### Work instructions
In the passage on OpenCV, OpenMP, and OpenACC, what language is OpenCV written in?

#### Excerpted passage ####

OpenCV (Open source computer vision) is a library of programming functions mainly aimed at real-time computer vision developed by Intel. In simple language it is library used for Image Processing. It is mainly used to do all the operation related to Images. OpenCV supports a lot of algorithms related to Computer Vision and Machine Learning OpenCV is written in C++ and its primary interface is in C++. OpenCV-Python is the Python API of OpenCV. It combines the best qualities of OpenCV C++ API and Python language. It will use optimized routines to accelerate. Interfaces (1) & (2) are also under active development for high-speed GPU operations.
1) A CUDA-based GPU interface
2) An OpenCL-based GPU interface  
 
OpenMP and OpenACC enable directive-based parallel programming.OpenMPI tries to take advantage of multiple CPU cores, OpenAcc tries to utilize the GPU cores. OpenMP enables parallel programming on shared-memory computing platforms, as for example multi-core CPUs. It is very easy to use, since it is sufficient to tell the compiler some directives (code annotations, or pragmas) on how to extract the parallelism which triggers the synthesis of a parallel version of the input source code. OpenACC is a collection of compiler directives to specify parts of a C/C++ or Fortran code to be accelerated by an attached accelerator, as a GPU. It follows pretty much the same philosophy of OpenMP and enables creating high-level host+accelerator programs, again without the need of managing the accelerator programming language. For example, OpenACC will let you simply accelerate existing C/C++ codes without needing to learn CUDA (with some performance penalty, of course). OpenACC enables hybrid CPU+GPU programming. You can also mix OpenMP and OpenACC directives. For example, in a 4-GPU system, you can create 4 CPU threads to offload computing work to the 4 available GPUs. This is described in the Shane Cook book. However, it should be mentioned that OpenMP 4.0 foresees also directives for offloading work to attached accelerators.Often considered siblings, OpenMP and OpenACC share a long list of similarities, but with a few notable differences driven by philosophy. While OpenMP believes compilers are dumb and users are smart, the OpenACC mantra in compilers can be smart, and even smarter with the user’s help. For example, OpenMP isn’t dependency-aware and will attempt to parallel whatever the user requests, while OpenACC will refuse to parallel if the compiler detects an error.

#### Source material ####

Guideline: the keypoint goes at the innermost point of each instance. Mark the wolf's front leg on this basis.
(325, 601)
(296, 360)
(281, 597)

####

### Problem solution
OpenCV is written in C++.